--- Start ---

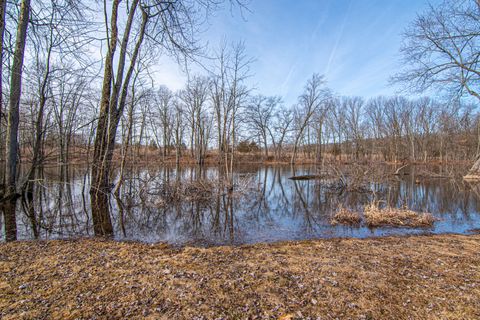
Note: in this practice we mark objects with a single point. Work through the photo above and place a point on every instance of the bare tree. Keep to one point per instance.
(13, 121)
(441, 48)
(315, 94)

--- End ---
--- Start ---

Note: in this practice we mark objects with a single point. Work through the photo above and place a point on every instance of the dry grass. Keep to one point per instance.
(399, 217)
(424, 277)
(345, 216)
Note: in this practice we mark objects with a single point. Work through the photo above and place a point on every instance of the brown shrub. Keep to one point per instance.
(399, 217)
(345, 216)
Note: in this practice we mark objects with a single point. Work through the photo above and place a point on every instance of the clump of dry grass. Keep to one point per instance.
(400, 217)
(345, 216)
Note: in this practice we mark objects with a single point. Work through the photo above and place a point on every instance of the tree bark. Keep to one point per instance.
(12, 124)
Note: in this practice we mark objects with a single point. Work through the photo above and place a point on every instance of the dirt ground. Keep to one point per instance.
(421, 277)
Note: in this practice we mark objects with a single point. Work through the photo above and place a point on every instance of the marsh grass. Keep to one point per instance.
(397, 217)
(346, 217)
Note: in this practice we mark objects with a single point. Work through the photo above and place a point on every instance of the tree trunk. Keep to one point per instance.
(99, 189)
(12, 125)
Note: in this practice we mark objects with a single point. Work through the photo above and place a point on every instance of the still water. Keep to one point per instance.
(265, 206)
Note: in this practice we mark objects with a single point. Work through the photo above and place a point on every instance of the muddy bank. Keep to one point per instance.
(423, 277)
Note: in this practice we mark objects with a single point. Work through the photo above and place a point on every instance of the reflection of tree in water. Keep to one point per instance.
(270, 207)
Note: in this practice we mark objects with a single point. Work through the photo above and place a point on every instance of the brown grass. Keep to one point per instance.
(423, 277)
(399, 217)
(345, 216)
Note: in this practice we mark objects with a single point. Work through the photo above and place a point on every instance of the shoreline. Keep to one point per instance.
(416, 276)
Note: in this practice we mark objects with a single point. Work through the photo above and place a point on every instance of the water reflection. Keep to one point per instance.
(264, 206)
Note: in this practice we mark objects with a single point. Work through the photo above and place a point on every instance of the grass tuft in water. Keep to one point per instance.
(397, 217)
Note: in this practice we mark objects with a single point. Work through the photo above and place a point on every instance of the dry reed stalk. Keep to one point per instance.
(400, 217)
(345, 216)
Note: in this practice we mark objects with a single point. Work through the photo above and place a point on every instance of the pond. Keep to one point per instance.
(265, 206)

--- End ---

GIVEN EXERCISE
Determine how many lines in the listing contain the word "grass". Reply with that number alone.

RIGHT ANSWER
5